#### TEXT SHOWN

Question

A tangent at a point on the circle $x^2+y^2=a^2$ intersect a concentric circle S at P and Q. The tangents of this circle at, P,Q meet on the circle $x^2+y^2=b^2$. The equation of the concentric circle S is

• A. $x^2+y^2=a^2+b^2$
• B. $x^2+y^2=a^2{b}^2$
• C. $x^2+y^2=a^2-b^2$
• D. $x^2+y^2=ab$

Answer 1

Answer: (D)

$x^2+y^2=ab$

Take, any point on $x^2+y^2=b^2$ as P($bcos\theta ,bsin\theta )$

From P $(bcos\theta ,bsin\theta )$ take
a chord of contact of circle S.

This chord of contact is tangent to $x^2+y^2=a^2$

Chord of contact to circle S: $x^2+y^2=r^2$

is

$x{x}_1+y{y}_1-r^2=0$

$xbcos\theta +ybsin\theta -r^2=0$

$\therefore$ distance of (0,0) to $xbcos\theta+b

sin \theta y-r^{2}=0$ is a.

########
#### RAW DATA

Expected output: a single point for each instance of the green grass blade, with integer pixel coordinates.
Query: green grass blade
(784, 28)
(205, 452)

########

# EXERCISE TASKS:
(1) In the circle problem, which option is given as the answer?
(2) Transcribe the part of the circle problem starting with "Answer: (D)" and going on through "of circle S.".

# RESPONSES IN ORDER:
(1) Option (D), $x^2+y^2=ab$.

(2)
Answer: (D)

$x^2+y^2=ab$

Take, any point on $x^2+y^2=b^2$ as P($bcos\theta ,bsin\theta )$

From P $(bcos\theta ,bsin\theta )$ take
a chord of contact of circle S.